__SET EXERCISE__.
Look in the data below for the line that contains "The component shall identify every instance of the shoreline". Copy that line and the remaining lines exactly.

------------------------------------------------

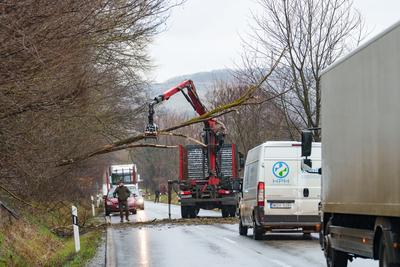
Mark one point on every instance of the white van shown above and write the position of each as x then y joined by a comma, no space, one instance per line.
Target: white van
277,194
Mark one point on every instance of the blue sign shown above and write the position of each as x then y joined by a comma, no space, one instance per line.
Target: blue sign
280,169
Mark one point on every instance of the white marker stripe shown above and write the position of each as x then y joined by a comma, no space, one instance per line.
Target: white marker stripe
280,263
229,240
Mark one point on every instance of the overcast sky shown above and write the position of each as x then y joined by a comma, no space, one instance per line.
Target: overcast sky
203,35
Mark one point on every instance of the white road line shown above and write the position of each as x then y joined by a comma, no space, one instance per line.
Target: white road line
229,240
110,252
280,263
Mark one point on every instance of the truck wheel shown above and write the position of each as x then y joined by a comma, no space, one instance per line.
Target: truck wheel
184,212
334,258
257,232
242,229
232,211
225,212
384,256
192,212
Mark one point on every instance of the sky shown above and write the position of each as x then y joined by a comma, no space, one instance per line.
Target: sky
203,35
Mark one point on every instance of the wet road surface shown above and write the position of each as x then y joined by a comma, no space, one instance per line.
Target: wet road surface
207,245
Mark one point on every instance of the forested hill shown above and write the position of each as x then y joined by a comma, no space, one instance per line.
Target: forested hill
203,81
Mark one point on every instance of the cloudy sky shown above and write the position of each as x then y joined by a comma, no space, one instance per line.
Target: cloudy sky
203,35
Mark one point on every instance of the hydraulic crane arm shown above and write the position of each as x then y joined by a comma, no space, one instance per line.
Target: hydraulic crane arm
191,96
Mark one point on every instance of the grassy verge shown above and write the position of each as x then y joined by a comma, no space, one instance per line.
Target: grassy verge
29,242
66,256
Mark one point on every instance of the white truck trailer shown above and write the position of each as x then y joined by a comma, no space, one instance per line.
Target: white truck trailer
361,154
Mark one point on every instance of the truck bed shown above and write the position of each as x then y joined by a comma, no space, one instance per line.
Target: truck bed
361,130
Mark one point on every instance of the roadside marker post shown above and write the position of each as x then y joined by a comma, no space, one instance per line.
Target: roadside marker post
93,210
170,184
76,229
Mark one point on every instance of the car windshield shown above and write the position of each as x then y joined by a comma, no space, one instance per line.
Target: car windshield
131,188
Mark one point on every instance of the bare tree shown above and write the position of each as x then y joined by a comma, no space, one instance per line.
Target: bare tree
314,34
255,122
70,81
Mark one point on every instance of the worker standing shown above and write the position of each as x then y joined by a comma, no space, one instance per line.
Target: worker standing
123,194
157,196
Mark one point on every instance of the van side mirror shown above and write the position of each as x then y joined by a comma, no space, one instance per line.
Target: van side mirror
308,162
241,161
306,143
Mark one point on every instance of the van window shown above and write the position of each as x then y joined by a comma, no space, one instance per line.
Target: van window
251,175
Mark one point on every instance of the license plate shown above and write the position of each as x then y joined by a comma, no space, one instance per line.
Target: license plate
280,205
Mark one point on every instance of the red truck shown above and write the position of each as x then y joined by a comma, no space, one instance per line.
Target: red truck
208,174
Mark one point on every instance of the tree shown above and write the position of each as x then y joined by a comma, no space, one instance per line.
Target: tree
314,33
255,122
70,81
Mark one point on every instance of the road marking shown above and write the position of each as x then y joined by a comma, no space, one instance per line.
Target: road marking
110,252
280,263
229,240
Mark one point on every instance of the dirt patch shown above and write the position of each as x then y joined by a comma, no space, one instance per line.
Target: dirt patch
167,222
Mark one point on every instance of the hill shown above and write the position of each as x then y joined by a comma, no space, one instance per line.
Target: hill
203,81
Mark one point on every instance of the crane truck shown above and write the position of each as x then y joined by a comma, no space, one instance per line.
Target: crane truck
208,174
360,129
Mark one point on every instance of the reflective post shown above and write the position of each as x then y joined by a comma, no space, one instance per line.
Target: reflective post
76,228
93,210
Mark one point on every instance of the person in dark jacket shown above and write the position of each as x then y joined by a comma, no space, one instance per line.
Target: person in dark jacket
123,194
157,196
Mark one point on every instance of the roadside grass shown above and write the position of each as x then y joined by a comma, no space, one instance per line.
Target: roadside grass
69,258
31,241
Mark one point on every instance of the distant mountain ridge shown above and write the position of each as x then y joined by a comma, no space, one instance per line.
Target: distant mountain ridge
203,81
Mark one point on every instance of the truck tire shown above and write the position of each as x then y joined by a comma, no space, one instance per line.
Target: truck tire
232,211
192,212
334,258
257,232
383,255
242,229
224,211
184,212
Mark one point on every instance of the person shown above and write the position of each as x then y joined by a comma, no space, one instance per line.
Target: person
157,196
123,194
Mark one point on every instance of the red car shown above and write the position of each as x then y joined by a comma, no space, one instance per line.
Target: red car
111,203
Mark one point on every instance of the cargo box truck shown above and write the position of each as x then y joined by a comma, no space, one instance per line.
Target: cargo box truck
361,154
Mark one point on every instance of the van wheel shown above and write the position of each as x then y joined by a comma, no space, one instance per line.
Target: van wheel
257,232
184,212
242,229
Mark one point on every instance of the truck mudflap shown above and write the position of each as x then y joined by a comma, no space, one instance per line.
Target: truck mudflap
312,222
215,202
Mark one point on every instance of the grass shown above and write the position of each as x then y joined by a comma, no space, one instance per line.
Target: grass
29,242
67,256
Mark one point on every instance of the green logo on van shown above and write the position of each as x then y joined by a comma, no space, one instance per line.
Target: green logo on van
280,169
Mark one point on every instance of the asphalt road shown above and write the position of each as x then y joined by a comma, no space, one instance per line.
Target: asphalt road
207,245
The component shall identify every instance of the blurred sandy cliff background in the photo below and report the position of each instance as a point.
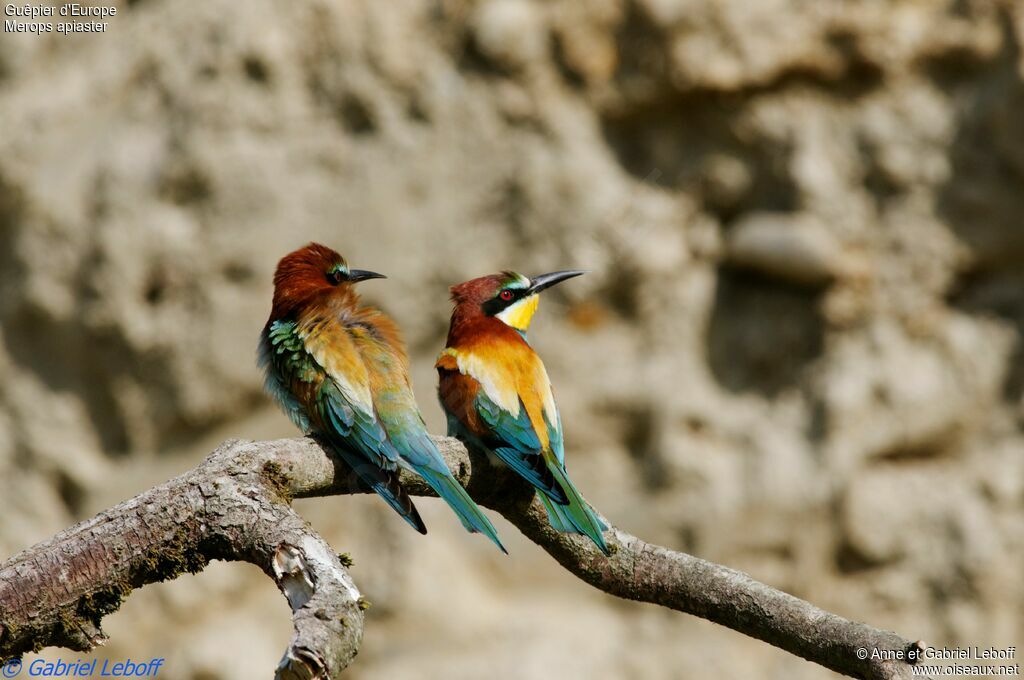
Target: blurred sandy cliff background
(798, 350)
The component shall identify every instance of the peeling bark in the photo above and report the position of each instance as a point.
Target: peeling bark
(236, 506)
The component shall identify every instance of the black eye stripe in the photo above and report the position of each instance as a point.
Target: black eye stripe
(497, 304)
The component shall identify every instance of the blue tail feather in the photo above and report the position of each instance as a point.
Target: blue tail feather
(576, 516)
(452, 492)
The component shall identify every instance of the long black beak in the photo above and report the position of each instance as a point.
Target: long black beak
(538, 284)
(363, 274)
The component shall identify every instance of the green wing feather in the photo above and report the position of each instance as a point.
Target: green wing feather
(316, 402)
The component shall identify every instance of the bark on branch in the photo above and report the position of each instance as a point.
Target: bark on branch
(236, 506)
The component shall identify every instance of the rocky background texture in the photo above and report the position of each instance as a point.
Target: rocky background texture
(798, 351)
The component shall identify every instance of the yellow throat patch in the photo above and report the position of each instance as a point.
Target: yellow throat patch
(519, 314)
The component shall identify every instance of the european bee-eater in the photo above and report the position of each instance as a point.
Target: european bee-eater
(496, 391)
(340, 371)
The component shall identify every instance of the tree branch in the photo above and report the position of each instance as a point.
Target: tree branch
(235, 506)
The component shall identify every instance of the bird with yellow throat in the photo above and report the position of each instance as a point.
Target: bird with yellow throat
(497, 393)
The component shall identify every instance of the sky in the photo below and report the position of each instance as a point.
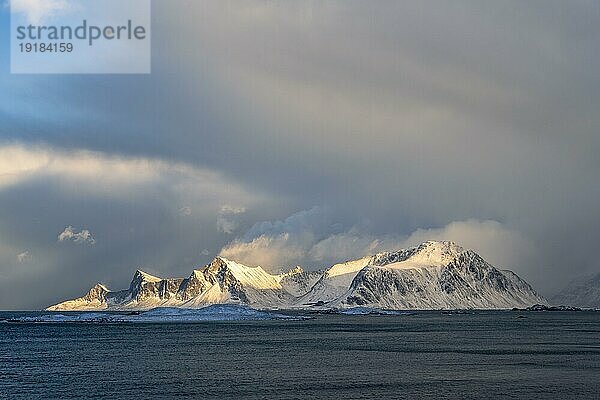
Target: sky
(307, 133)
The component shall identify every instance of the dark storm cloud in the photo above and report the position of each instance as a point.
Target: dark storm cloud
(405, 115)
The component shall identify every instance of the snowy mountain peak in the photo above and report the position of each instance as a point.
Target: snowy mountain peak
(432, 275)
(144, 276)
(437, 253)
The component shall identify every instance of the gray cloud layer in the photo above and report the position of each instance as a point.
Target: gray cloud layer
(464, 119)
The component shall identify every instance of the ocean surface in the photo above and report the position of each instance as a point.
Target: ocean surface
(481, 355)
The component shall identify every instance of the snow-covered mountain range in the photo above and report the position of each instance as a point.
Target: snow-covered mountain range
(582, 292)
(434, 275)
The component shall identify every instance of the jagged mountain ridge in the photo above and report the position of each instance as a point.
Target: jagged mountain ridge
(434, 275)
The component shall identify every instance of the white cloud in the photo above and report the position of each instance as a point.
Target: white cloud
(82, 237)
(36, 11)
(110, 176)
(226, 222)
(305, 238)
(185, 211)
(24, 257)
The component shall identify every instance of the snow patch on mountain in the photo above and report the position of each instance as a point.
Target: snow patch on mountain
(434, 275)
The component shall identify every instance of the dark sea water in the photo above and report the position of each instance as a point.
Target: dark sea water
(486, 355)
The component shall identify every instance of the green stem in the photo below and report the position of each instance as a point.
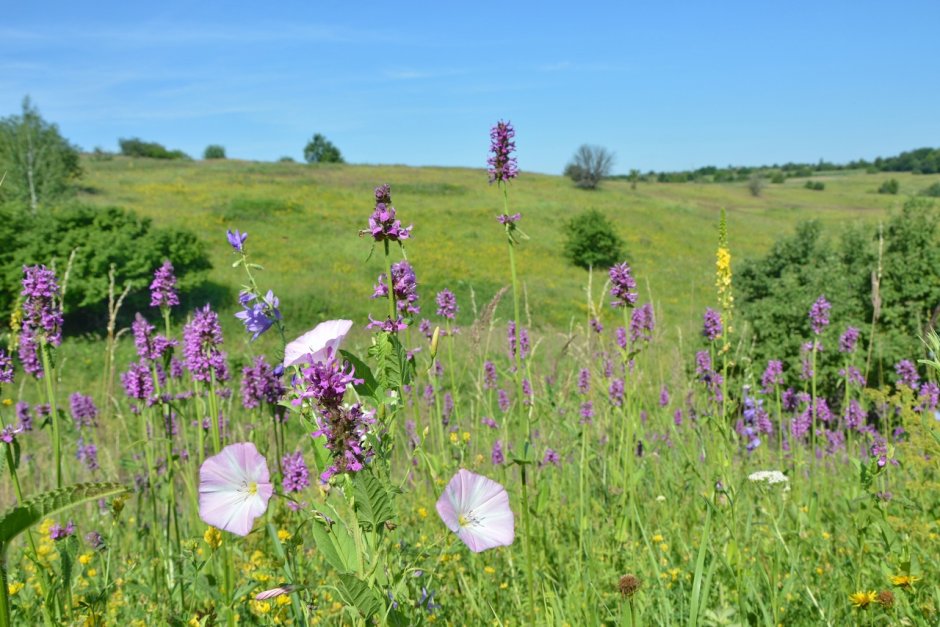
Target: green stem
(48, 375)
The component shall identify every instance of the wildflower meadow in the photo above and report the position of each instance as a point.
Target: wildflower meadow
(404, 468)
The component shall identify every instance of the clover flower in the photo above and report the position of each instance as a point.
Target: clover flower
(477, 510)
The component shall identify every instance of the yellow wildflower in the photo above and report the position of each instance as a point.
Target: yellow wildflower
(213, 537)
(863, 599)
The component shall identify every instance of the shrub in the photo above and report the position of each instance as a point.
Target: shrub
(38, 163)
(891, 186)
(933, 191)
(214, 151)
(135, 147)
(593, 241)
(589, 166)
(321, 150)
(101, 237)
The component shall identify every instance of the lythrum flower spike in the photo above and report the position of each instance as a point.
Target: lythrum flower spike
(234, 488)
(477, 510)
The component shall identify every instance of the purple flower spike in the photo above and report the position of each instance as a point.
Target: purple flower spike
(477, 510)
(237, 240)
(502, 165)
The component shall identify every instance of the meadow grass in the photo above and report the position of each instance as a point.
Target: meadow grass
(650, 485)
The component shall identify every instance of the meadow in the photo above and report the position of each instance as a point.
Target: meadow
(548, 448)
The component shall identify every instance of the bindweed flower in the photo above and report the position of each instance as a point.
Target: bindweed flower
(819, 315)
(712, 328)
(234, 488)
(163, 288)
(502, 165)
(318, 344)
(447, 304)
(237, 240)
(258, 315)
(477, 510)
(622, 286)
(382, 223)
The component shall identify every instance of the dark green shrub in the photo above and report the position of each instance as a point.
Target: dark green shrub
(214, 151)
(135, 147)
(891, 186)
(101, 237)
(593, 241)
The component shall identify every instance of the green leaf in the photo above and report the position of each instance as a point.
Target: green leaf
(369, 386)
(17, 520)
(372, 501)
(358, 594)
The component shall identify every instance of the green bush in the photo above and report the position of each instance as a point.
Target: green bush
(135, 147)
(100, 237)
(214, 151)
(593, 241)
(891, 186)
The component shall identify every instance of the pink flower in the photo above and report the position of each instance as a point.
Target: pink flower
(234, 488)
(477, 510)
(315, 346)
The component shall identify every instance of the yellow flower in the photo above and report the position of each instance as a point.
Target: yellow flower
(904, 581)
(863, 599)
(213, 537)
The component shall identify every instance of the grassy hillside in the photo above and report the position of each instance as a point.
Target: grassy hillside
(304, 220)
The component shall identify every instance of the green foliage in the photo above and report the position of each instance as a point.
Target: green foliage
(891, 186)
(214, 151)
(777, 290)
(37, 164)
(592, 241)
(135, 147)
(100, 237)
(321, 150)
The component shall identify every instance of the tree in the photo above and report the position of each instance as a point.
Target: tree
(38, 162)
(214, 151)
(593, 241)
(589, 165)
(321, 150)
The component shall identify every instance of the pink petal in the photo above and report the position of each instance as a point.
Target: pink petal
(313, 345)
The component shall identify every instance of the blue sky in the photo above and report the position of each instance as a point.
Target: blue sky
(664, 85)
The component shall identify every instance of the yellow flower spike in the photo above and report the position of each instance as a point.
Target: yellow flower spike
(861, 600)
(213, 537)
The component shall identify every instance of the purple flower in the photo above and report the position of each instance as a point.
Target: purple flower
(489, 376)
(382, 223)
(84, 411)
(87, 453)
(848, 340)
(258, 315)
(296, 475)
(447, 304)
(615, 392)
(502, 165)
(237, 240)
(260, 384)
(819, 315)
(163, 289)
(201, 340)
(496, 456)
(622, 286)
(773, 376)
(584, 381)
(907, 374)
(6, 367)
(642, 324)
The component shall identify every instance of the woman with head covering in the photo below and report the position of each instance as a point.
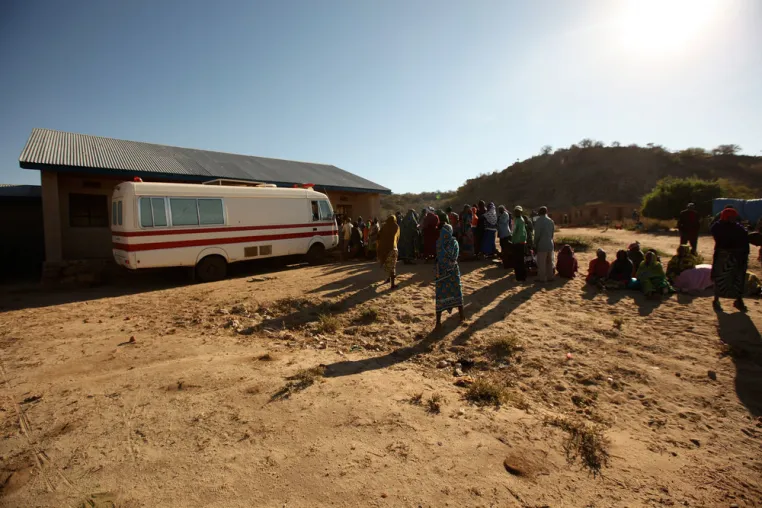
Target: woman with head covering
(635, 255)
(490, 230)
(408, 244)
(430, 235)
(731, 257)
(373, 238)
(466, 234)
(387, 248)
(454, 220)
(566, 263)
(620, 274)
(449, 292)
(653, 280)
(519, 243)
(680, 262)
(355, 241)
(443, 219)
(598, 269)
(479, 232)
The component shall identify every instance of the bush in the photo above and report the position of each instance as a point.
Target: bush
(671, 195)
(726, 150)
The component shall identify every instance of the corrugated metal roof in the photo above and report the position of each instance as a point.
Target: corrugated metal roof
(65, 151)
(9, 190)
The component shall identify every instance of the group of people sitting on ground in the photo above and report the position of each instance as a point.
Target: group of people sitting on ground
(686, 271)
(526, 246)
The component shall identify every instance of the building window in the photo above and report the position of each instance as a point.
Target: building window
(88, 211)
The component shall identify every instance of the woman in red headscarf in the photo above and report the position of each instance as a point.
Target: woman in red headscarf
(731, 258)
(430, 235)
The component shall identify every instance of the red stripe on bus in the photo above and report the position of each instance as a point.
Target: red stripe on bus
(224, 229)
(134, 247)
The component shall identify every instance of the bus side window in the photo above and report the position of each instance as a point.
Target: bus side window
(325, 211)
(315, 211)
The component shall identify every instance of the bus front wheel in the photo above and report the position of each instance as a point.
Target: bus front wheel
(211, 268)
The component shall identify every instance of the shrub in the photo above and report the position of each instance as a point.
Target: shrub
(503, 348)
(483, 392)
(671, 195)
(328, 324)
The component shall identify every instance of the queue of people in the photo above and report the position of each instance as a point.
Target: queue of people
(527, 246)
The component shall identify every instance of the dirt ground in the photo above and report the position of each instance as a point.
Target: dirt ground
(318, 386)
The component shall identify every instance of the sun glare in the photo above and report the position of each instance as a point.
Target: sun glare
(665, 26)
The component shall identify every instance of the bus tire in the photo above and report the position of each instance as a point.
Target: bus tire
(211, 268)
(316, 254)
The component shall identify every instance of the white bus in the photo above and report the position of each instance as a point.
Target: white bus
(208, 226)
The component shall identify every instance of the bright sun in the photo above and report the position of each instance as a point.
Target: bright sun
(656, 26)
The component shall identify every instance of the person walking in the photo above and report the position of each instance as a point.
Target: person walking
(448, 288)
(519, 240)
(387, 248)
(544, 229)
(731, 258)
(689, 224)
(346, 233)
(504, 233)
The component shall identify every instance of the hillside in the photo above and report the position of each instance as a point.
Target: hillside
(578, 175)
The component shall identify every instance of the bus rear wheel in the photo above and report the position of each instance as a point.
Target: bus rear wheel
(211, 269)
(316, 254)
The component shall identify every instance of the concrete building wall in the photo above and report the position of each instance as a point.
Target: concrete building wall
(22, 241)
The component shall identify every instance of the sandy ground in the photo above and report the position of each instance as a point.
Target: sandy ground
(179, 396)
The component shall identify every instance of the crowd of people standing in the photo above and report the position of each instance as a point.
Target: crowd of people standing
(527, 247)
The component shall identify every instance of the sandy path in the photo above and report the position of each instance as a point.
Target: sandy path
(185, 415)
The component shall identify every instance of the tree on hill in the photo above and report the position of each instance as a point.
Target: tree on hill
(726, 150)
(671, 195)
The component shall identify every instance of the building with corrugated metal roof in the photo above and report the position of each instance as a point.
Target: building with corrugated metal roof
(79, 172)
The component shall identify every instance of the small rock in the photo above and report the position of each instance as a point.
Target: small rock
(513, 468)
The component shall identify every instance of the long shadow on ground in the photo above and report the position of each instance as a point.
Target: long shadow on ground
(740, 333)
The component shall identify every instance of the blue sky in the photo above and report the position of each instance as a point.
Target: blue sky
(415, 95)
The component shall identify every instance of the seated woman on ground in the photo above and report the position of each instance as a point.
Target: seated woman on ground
(635, 255)
(620, 275)
(598, 269)
(653, 280)
(566, 264)
(680, 262)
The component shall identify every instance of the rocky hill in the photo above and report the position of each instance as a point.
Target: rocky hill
(591, 172)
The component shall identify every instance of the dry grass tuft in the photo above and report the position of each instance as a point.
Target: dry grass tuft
(434, 404)
(328, 324)
(585, 442)
(416, 399)
(302, 380)
(483, 392)
(503, 348)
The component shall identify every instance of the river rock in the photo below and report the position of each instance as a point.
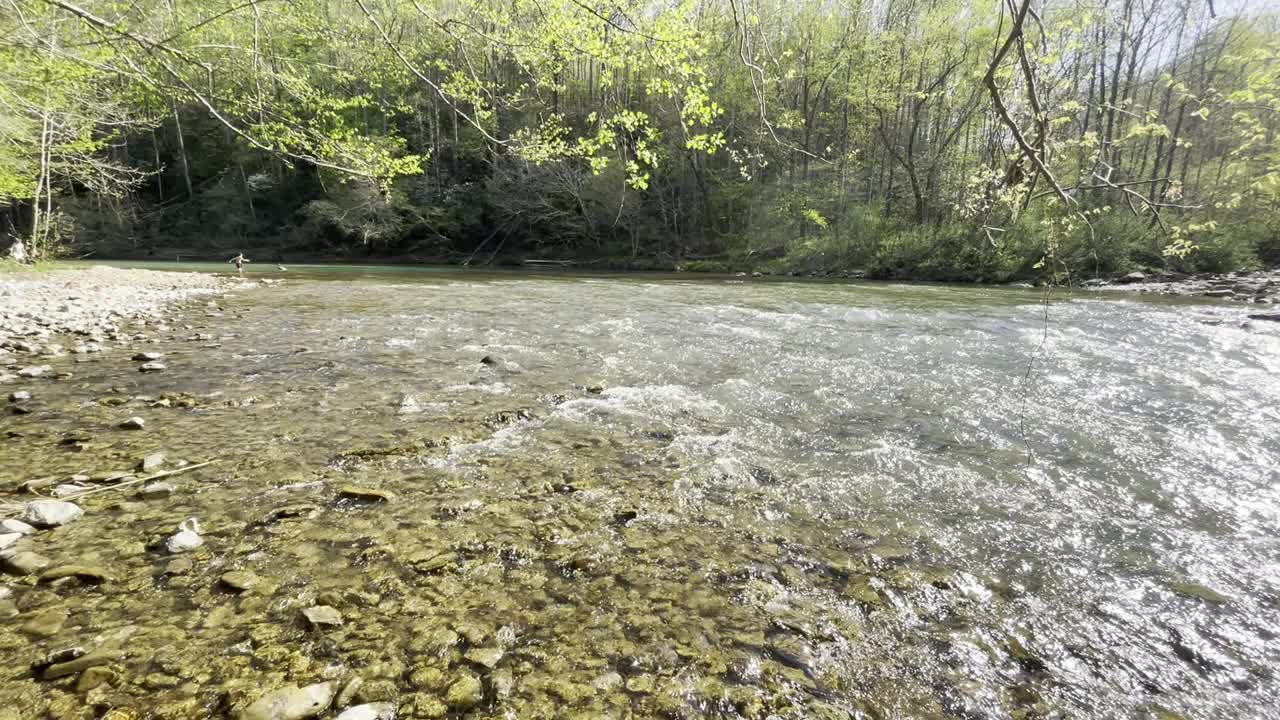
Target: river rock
(24, 563)
(371, 711)
(50, 513)
(94, 678)
(485, 657)
(14, 525)
(371, 495)
(54, 657)
(85, 573)
(289, 702)
(241, 580)
(321, 615)
(67, 490)
(156, 491)
(81, 664)
(186, 538)
(465, 692)
(151, 463)
(46, 624)
(348, 691)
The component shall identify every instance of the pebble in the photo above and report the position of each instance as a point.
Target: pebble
(56, 656)
(241, 580)
(156, 491)
(46, 624)
(14, 525)
(371, 711)
(348, 691)
(289, 702)
(374, 495)
(24, 563)
(151, 463)
(321, 615)
(186, 538)
(484, 656)
(50, 513)
(81, 664)
(68, 490)
(94, 678)
(464, 693)
(85, 573)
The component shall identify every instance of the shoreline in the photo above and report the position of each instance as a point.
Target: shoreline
(76, 311)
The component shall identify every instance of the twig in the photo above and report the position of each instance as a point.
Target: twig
(136, 481)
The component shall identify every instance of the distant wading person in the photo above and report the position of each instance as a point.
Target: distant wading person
(240, 259)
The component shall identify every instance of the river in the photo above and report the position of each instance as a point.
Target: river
(671, 497)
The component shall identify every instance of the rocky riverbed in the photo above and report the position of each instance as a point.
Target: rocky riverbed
(1261, 287)
(82, 313)
(485, 497)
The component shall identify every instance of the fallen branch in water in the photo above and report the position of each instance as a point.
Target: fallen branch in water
(136, 481)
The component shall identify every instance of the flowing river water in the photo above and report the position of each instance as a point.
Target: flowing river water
(662, 497)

------------------------------------------------

__WRITTEN REPLY__.
The component shall identify every instance of the shoreline in the photo above and report the position of each instance as a point.
Target: shoreline
(76, 311)
The component shall identify every instance of the twig in the photo above and report the position of each instance as a point.
Target: twig
(136, 481)
The component shall identify every instance of the distant wading person in the photo above and report the position of each instance as a point.
Target: distant wading person
(240, 259)
The component shall identify every instance of the river in the photo above and report the position of each instance as a point.
Target: river
(671, 497)
The component shall identify every instance of the rocky riverbed in the photo above and report the position of each instance as a point.
Target: rocky riverbed
(1261, 287)
(82, 313)
(485, 497)
The component shall identify every instance of the fallen branch in water in the photo above and report the position of each instance as a point.
Target: fallen branch in water
(136, 481)
The component shall identify every instance of the flowing river water in the photo above and report the position of each instance as a point.
Target: flowing river water
(662, 497)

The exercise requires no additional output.